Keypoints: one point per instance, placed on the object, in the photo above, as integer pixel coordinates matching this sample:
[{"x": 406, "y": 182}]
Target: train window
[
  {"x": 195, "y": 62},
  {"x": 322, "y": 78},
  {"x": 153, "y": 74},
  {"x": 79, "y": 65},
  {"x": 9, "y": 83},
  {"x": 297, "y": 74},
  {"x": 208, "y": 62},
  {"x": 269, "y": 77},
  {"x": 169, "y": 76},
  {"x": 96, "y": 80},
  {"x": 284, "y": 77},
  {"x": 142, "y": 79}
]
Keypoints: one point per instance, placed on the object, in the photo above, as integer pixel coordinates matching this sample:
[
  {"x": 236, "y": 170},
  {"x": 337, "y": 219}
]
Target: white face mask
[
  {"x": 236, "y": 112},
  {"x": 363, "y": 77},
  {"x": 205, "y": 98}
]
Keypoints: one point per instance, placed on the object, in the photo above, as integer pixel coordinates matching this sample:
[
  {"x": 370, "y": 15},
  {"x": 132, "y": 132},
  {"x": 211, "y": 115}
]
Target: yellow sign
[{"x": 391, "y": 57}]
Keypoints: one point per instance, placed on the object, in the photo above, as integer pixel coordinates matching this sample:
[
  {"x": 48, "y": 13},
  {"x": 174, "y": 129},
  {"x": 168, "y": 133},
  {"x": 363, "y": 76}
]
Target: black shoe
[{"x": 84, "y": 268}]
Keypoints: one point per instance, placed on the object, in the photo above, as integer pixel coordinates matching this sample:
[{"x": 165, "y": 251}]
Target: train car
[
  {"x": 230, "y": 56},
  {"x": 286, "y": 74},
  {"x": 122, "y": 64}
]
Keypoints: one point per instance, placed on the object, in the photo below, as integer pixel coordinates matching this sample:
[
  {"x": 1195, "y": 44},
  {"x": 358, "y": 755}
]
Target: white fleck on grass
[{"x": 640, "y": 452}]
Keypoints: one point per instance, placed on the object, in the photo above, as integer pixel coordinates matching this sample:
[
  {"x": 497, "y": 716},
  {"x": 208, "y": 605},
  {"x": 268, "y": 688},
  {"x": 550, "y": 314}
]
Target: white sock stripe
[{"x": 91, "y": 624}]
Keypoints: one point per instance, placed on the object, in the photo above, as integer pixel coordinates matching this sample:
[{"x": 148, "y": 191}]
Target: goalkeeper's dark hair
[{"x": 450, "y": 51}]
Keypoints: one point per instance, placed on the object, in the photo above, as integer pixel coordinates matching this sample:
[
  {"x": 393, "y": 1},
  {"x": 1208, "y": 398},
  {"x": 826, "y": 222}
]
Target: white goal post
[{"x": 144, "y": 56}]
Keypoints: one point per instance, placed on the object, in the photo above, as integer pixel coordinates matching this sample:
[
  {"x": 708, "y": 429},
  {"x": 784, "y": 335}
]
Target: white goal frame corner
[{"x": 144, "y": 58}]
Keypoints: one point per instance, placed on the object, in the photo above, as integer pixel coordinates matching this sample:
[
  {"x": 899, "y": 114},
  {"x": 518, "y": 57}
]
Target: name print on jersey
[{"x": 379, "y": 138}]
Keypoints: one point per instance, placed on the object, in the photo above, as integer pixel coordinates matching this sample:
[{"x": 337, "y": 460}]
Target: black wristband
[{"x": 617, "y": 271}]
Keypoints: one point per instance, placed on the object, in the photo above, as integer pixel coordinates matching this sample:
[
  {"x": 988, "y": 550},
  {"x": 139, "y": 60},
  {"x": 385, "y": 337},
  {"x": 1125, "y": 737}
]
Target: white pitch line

# YOUR INSTRUCTIONS
Type out the listing again with nothing changed.

# TASK RESPONSE
Keypoints: one point per instance, placed on the object, in the photo above, as integer pixel coordinates matching this sample:
[{"x": 406, "y": 182}]
Target: train window
[
  {"x": 195, "y": 62},
  {"x": 322, "y": 78},
  {"x": 153, "y": 74},
  {"x": 79, "y": 65},
  {"x": 9, "y": 83},
  {"x": 297, "y": 74},
  {"x": 208, "y": 62},
  {"x": 269, "y": 77},
  {"x": 169, "y": 76},
  {"x": 96, "y": 80},
  {"x": 284, "y": 77},
  {"x": 142, "y": 79}
]
Keypoints: one point per instance, placed on the object, in the photo above, as integer pixel coordinates matching this sample:
[
  {"x": 236, "y": 170},
  {"x": 337, "y": 219}
]
Target: white face mask
[
  {"x": 236, "y": 112},
  {"x": 363, "y": 77},
  {"x": 205, "y": 98}
]
Keypoints: one point per instance, placed on the object, in the photo above, as integer pixel coordinates matching this sample:
[
  {"x": 370, "y": 15},
  {"x": 132, "y": 132},
  {"x": 211, "y": 115}
]
Target: yellow sign
[{"x": 391, "y": 57}]
Keypoints: one point per instance, placed on the object, in the photo above, as integer pixel coordinates matching this sample:
[
  {"x": 48, "y": 13},
  {"x": 174, "y": 129},
  {"x": 168, "y": 133},
  {"x": 363, "y": 76}
]
Target: black shoe
[{"x": 84, "y": 268}]
Keypoints: one point per instance, placed on the object, in the photo above, as integer pixel coordinates matching this sample:
[{"x": 165, "y": 251}]
Target: train car
[
  {"x": 230, "y": 56},
  {"x": 286, "y": 74},
  {"x": 122, "y": 64}
]
Keypoints: one point per instance, placed on the object, in the photo below, as integer pixel coordinates matching this sample:
[
  {"x": 1195, "y": 44},
  {"x": 358, "y": 755}
]
Target: white fleck on grass
[{"x": 640, "y": 452}]
Keypoints: one point per instance, placed on the object, in the photo above, as integer pixel coordinates matching this sample:
[
  {"x": 497, "y": 716},
  {"x": 208, "y": 605},
  {"x": 268, "y": 688},
  {"x": 550, "y": 314}
]
Target: white sock stripe
[{"x": 91, "y": 624}]
Keypoints: one point per instance, placed on the object, in the photo above, as integer pixel coordinates matching this sample:
[{"x": 148, "y": 191}]
Target: goalkeeper's dark hair
[{"x": 450, "y": 51}]
Keypoints: one point per instance, placed on the object, in the photo above, as integer pixel coordinates matching this sample:
[
  {"x": 393, "y": 1},
  {"x": 1208, "y": 398},
  {"x": 826, "y": 222}
]
Target: white goal post
[{"x": 144, "y": 56}]
Keypoints: one point per instance, placed on the object, in the photo above, as integer pixel coordinates matching this sample:
[
  {"x": 708, "y": 429},
  {"x": 784, "y": 335}
]
Target: white goal frame corner
[{"x": 144, "y": 58}]
Keypoints: one point per instance, placed on the object, in the photo above, as integer pixel coordinates matching this sample:
[
  {"x": 899, "y": 114},
  {"x": 518, "y": 57}
]
Target: name print on jersey
[{"x": 379, "y": 138}]
Keypoints: one point per instance, placed on the object, in the photo above, as integer pixel coordinates matching this sample:
[{"x": 337, "y": 460}]
Target: black wristband
[{"x": 617, "y": 271}]
Keypoints: one point per instance, placed on the object, in the photo above, as integer pixel coordinates matching this sample:
[
  {"x": 988, "y": 550},
  {"x": 139, "y": 60},
  {"x": 385, "y": 337},
  {"x": 1125, "y": 737}
]
Target: white pitch line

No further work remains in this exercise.